TEXTO FORNECIDO —
—————
Renováveis dão a mão à descarbonização
A 21 de maio de 2020 foi aprovado em Conselho de Ministros o Plano Nacional Energia e Clima 2021- 2030 (PNEC 2030), que define, a partir de oito objetivos estratégicos, as principais linhas de atuação, medidas a adotar e objetivos e metas a atingir, constituindo-se no principal instrumento de política energética para a próxima década. Nele é apontada a meta de 80% para a produção de eletricidade a partir de fontes de energia renováveis (FER) até 2030, juntamente com o aumento da capacidade instalada de todas as tecnologias renováveis, que deverá atingir um total de 28,7 GW, partindo dos atuais 14,5 GW.
O reforço da aposta nas energias renováveis contribuirá para a desejável redução da dependência energética do país para 65% em 2030, promovendo a eletrificação da economia e a diversificação de fontes de energia endógenas e renováveis.
—————
OBJETIVO DO EXERCÍCIO —
Responda às perguntas seguintes com base no texto sobre o PNEC 2030.
(a) Em que data foi o PNEC 2030 aprovado em Conselho de Ministros?
(b) Que capacidade instalada total deverão atingir as tecnologias renováveis?
(c) Para que percentagem deverá ser reduzida a dependência energética do país em 2030?

DADOS APRESENTADOS —
—————
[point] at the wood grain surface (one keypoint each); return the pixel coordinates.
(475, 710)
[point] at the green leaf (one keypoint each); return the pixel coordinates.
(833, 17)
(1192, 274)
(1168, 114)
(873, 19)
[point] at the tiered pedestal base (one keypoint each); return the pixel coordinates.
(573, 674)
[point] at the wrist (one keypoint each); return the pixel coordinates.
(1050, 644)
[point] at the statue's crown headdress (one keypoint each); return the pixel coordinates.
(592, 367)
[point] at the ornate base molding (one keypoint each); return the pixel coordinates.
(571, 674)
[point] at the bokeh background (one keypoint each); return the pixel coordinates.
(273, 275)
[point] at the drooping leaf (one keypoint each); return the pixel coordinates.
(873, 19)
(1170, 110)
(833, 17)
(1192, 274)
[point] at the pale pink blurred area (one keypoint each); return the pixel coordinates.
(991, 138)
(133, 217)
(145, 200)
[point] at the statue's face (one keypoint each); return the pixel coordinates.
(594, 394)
—————
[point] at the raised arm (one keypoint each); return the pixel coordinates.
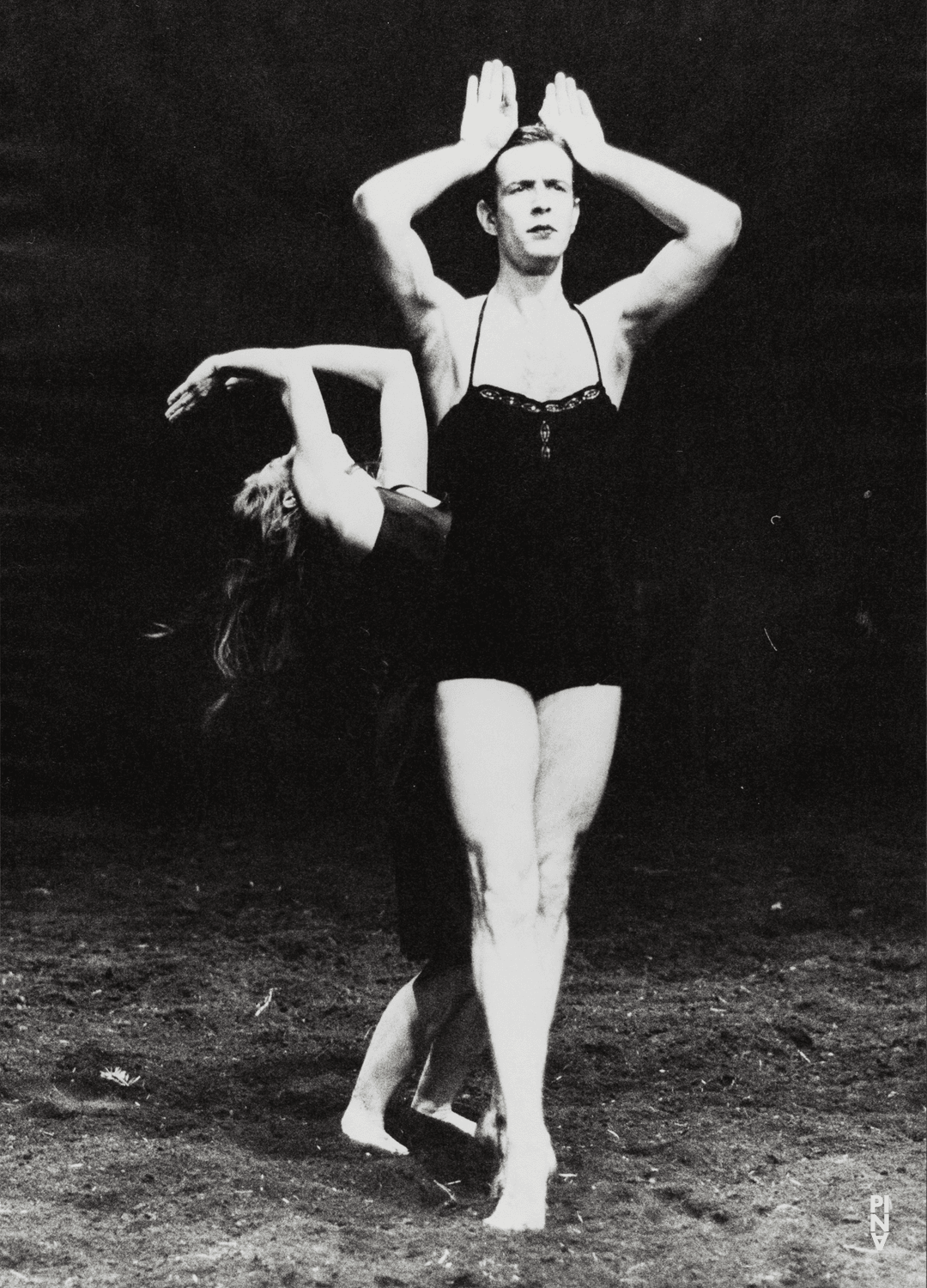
—————
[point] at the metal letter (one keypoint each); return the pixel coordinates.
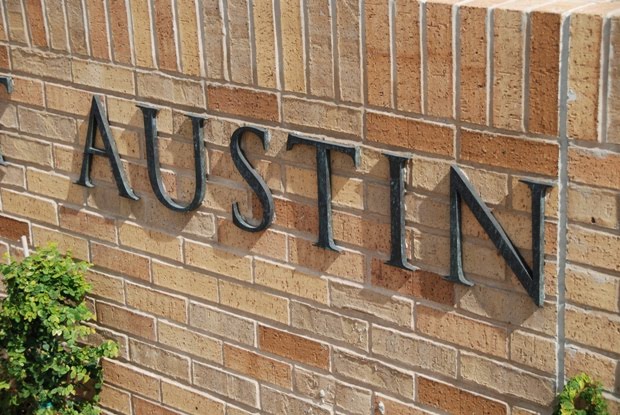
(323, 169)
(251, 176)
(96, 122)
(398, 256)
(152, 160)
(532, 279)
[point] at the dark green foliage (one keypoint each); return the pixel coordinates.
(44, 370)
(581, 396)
—————
RESULTADO —
(a) A 21 de maio de 2020.
(b) Um total de 28,7 GW.
(c) Para 65%.